◆ Records to process ◆
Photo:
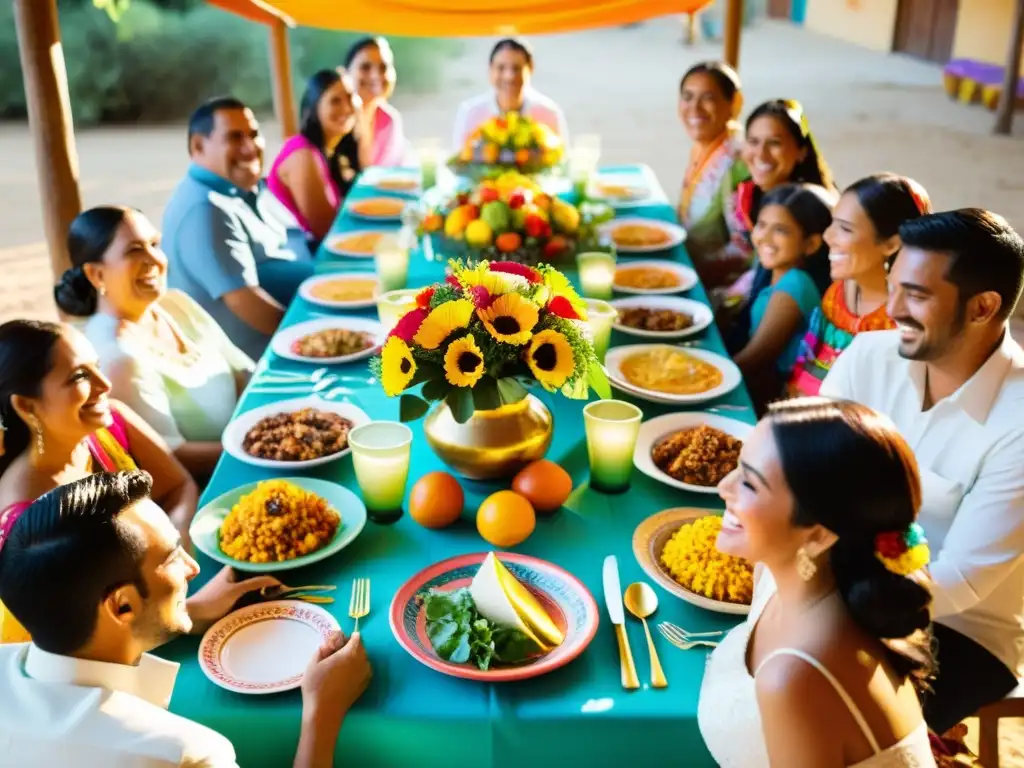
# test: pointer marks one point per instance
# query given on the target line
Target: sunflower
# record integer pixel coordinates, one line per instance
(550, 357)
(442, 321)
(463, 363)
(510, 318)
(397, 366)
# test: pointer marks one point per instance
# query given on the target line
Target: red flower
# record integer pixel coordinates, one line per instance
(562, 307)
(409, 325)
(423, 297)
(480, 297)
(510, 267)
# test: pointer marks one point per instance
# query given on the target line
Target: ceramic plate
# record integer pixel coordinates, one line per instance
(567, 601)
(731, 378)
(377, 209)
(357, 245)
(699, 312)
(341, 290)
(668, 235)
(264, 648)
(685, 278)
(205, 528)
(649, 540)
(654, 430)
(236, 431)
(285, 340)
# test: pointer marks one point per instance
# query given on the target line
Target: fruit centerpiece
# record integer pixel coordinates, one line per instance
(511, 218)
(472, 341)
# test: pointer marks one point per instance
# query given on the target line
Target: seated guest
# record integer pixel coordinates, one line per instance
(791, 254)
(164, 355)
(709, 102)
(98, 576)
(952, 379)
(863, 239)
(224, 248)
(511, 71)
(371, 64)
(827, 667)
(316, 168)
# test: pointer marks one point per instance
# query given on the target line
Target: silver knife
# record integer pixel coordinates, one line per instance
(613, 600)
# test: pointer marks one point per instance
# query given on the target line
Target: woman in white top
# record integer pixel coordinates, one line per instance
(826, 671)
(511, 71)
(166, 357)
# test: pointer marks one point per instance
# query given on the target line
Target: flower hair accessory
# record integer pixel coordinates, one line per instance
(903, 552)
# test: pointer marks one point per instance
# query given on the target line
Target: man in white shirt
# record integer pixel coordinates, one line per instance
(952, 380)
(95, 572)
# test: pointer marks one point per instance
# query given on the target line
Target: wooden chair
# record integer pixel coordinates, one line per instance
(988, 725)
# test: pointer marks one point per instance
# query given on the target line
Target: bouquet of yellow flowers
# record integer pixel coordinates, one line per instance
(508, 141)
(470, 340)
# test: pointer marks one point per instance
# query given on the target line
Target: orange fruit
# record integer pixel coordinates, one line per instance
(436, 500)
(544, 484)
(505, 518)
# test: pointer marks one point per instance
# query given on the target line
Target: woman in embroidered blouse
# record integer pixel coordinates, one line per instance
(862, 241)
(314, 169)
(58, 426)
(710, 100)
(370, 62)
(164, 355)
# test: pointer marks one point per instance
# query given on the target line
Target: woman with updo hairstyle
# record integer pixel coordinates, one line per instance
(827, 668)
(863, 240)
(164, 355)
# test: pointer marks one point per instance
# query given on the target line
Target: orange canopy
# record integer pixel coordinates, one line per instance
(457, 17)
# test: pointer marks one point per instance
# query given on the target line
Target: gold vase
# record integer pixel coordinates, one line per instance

◆ Short problem ◆
Which lines in the records above contain the word "orange"? Return every such line, copied in full and unchanged.

◆ Response to this exercise ◆
Target: orange fruit
Target: orange canopy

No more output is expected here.